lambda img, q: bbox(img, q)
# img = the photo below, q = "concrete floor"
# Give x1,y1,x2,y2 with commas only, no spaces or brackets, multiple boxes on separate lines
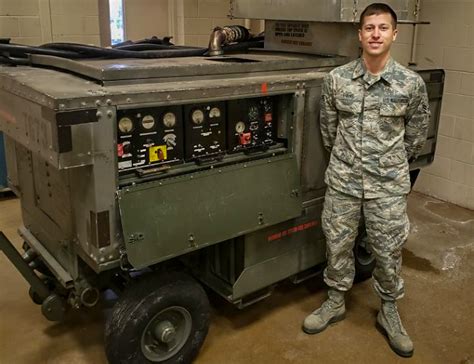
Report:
0,193,474,364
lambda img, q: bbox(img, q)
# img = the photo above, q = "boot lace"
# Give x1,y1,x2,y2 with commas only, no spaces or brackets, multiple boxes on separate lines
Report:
384,304,403,333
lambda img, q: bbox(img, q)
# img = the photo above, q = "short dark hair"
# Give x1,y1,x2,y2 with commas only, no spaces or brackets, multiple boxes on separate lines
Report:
359,3,397,29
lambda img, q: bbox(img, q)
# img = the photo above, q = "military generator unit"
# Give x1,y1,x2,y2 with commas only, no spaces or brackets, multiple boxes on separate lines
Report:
0,0,444,363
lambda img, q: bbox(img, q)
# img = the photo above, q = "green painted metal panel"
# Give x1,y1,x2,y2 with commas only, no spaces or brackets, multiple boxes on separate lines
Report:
118,155,302,268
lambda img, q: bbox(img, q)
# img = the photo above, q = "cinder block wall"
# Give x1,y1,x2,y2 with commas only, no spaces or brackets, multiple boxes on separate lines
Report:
0,0,100,45
177,0,244,47
123,0,170,40
415,0,474,209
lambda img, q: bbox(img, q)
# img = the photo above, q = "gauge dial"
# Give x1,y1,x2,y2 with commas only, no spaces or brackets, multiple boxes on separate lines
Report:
163,112,176,128
249,105,260,121
119,117,133,134
142,115,155,130
235,121,245,134
191,109,204,125
209,107,221,118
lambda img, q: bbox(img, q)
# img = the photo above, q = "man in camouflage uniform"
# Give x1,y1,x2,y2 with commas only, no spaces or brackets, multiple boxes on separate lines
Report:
303,3,430,357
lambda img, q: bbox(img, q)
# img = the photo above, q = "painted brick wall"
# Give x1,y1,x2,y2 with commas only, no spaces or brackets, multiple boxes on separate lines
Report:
124,0,170,40
0,0,42,45
0,0,99,45
177,0,244,47
49,0,100,45
415,0,474,209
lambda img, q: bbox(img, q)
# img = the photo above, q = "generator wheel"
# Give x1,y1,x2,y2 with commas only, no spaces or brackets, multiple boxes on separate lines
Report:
•••••
◆ What you are asked to do
Can you extract all the lines above word for word, leaving out the picture?

◆ The response
lambda img, q: bbox(img, q)
# img = the photo below, q = "concrete floor"
# Give x1,y1,x2,y2 with commas only, no spaces or brackets, multiple boxes on separate lines
Report:
0,193,474,364
lambda img, q: bbox(img, q)
# img = the photo above, q = "boot lace"
# Give x1,y1,x2,y2 with commas only, no spaces or brackets, multiple boxes on separate lines
Report:
384,304,403,333
lambda img, q: bbox(img, q)
# img = the photo above, q = "short dark hair"
# Give x1,y1,x2,y2 with commas only, no spaces or brackets, multiple boxes on separate lines
Report:
359,3,397,29
lambda img, q: bbox(img, q)
# img = the photo above, q = "military generator unit"
# Give x1,y1,x2,y2 with commas only, no spaces or brackets, multiple boxes on separate lines
Report:
0,0,444,363
lambda img, q: bbox(img, q)
# img = the photo above, q = "green painted metal panel"
# Give x1,y1,x2,y2 with commas only, no spaces or brackets, multiple boxes on separate lines
Report:
118,155,302,268
lambda img, q: bbox(img, q)
# img = the photo above, q = "cinder block wall"
# Give x1,y1,x2,y2 with commas only, no spaces or brackets, multiple boxes on separate lines
Report:
0,0,100,45
177,0,244,47
123,0,170,40
415,0,474,209
lambda img, q: bbox(img, q)
# img = the photo above, q = "gauge dial"
# Give x1,y1,x2,y2 with commas only, no spaces or brackets, multiple boxes on separate lines
Report:
163,112,176,128
249,105,260,121
119,117,133,134
142,115,155,130
235,121,245,134
191,109,204,125
209,107,221,118
lambda img, q: bbox(img, q)
# img = the photo above, q = "man in camouflage uniform"
# Give x1,y1,x2,y2 with commas only, no spaces or brackets, multiple boxes on separate lines
Report:
303,3,430,357
lambda img, q: bbox(img, q)
# img = the photo above, q = "painted brick wall"
# Give x1,y1,x2,y2 with commas only, no spaces or brackets, multiple boxes on separate lines
Report:
124,0,170,40
0,0,42,45
0,0,99,45
177,0,244,47
49,0,100,45
415,0,474,209
lambda img, q: bbox(img, q)
# img = the photo above, q = "generator wheel"
# Give x1,y1,x2,y2 with commas only, no spaces or brackets, multiple boxes on separate lines
Report:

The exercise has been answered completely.